• **练习任务 A**: 将后面“给定数据”中的所有行完整重写一遍，请求文字也一并保留；仅在“Target: green beret”之后各行的答案坐标中，每个数值都加上116，请求里的示例坐标不作改动。

• **引用文段**:
☆ ☆ ☆ ☆ ☆ ☆ ☆

大数据框架综合实验作业

1、数据

raw_user.csv：完整用户数据，记录2000万左右（见网盘-实验步骤-综合案例1数据）

small_user.csv：子集，方便测试，记录30万条

我们用small_user.csv这个小数据集进行实验，这样可以节省时间。等所有流程都跑通以后，可以使用大数据集raw_user.csv去测试。

使用file_zilla上传数据，并修改文件权限：

chmod 755 /home/hadoop/data/small_user.csv

2、数据预处理

（1）删除首行数据

sed -i '1d' small_user.csv

（2）对字段进行预处理

建一个脚本文件pre_deal.sh，把这个脚本文件和数据集small_user.csv放在同一个目录下。

vim pre_deal.sh

文件内容：

#下面设置输入文件，把用户执行pre_deal.sh命令时提供的第一个参数作为输入文件名称
infile=$1
#下面设置输出文件，把用户执行pre_deal.sh命令时提供的第二个参数作为输出文件名称
outfile=$2
#注意！！最后的$infile > $outfile必须跟在}’这两个字符的后面
awk -F "," 'BEGIN{
        srand();
        id=0;
        Province[0]="山东";Province[1]="山西";Province[2]="河南";Province[3]="河北";Province[4]="陕西";Province[5]="内蒙古";Province[6]="上海市";
        Province[7]="北京市";Province[8]="重庆市";Province[9]="天津市";Province[10]="福建";Province[11]="广东";Province[12]="广西";Province[13]="云南"; 
        Province[14]="浙江";Province[15]="贵州";Province[16]="新疆";Province[17]="西藏";Province[18]="江西";Province[19]="湖南";Province[20]="湖北";
        Province[21]="黑龙江";Province[22]="吉林";Province[23]="辽宁"; Province[24]="江苏";Province[25]="甘肃";Province[26]="青海";Province[27]="四川";
        Province[28]="安徽"; Province[29]="宁夏";Province[30]="海南";Province[31]="香港";Province[32]="澳门";Province[33]="台湾";
    }
    {
        id=id+1;
        value=int(rand()*34);       
        print id"\t"$1"\t"$2"\t"$3"\t"$5"\t"substr($6,1,10)"\t"Province[value]
    }' $infile > $outfile

执行pre_deal.sh脚本文件，对small_user.csv进行数据预处理

./pre_deal.sh small_user.csv user_table.txt

3、将user_table.txt中的数据最终导入到数据仓库Hive中。

（1）将user_table.txt上传到hdfs的 /bigdatacase/dataset下

hdfs  dfs  -put  /home/hadoop/bigdatacase/dataset/user_table.txt  /bigdatacase/dataset

（2）在hive下建立一个新的数据库

create database zxzx;

（3）创建外部表，并将user_table.txt已经上传至hdfs的数据存进hive下

CREATE EXTERNAL TABLE zxzx_user(

id INT,

uid STRING,

item_id STRING,

behavior_type INT,

item_category STRING,

visit_date DATE,

province STRING)

ROW FORMAT DELIMITED

FIELDS TERMINATED BY '\t'

STORED AS TEXTFILE LOCATION '/bigdatacase/dataset';

4、基于hive分析数据

（1）查找前20位顾客购买日期和种类。

select visit_date, item_category 
from zxzx_user 
limit 20;

（2）查询用户id不重复的有多少条记录？

select count(distinct uid) 
from zxzx_user;

(3)查询不重复的数据有多少条

select count(*) from (
select uid,item_id,behavior_type,item_category,visit_date,province
from zxzx_user 
group by uid,item_id,behavior_type,item_category,visit_date,province
having count(*)=1
)a;

(4)查询2014年12月10日到2014年12月13日有多少人浏览了商品

select count(*)

☆ ☆ ☆ ☆ ☆ ☆ ☆

• **练习任务 B**: 照原样抄录上面引用文段中介于“使用file_zilla上传数据，并修改文件权限：”与“r.csv放在同一个目录下。”之间的部分，首尾两处都包括在内。

☆ ☆ ☆ ☆ ☆ ☆ ☆

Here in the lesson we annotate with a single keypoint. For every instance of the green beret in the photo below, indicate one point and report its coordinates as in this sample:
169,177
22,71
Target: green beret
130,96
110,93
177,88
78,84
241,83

☆ ☆ ☆ ☆ ☆ ☆ ☆

• **参考回答 A**:
Here in the lesson we annotate with a single keypoint. For every instance of the green beret in the photo below, indicate one point and report its coordinates as in this sample:
169,177
22,71
Target: green beret
246,212
226,209
293,204
194,200
357,199

• **参考回答 B**:
使用file_zilla上传数据，并修改文件权限：

chmod 755 /home/hadoop/data/small_user.csv

2、数据预处理

（1）删除首行数据

sed -i '1d' small_user.csv

（2）对字段进行预处理

建一个脚本文件pre_deal.sh，把这个脚本文件和数据集small_user.csv放在同一个目录下。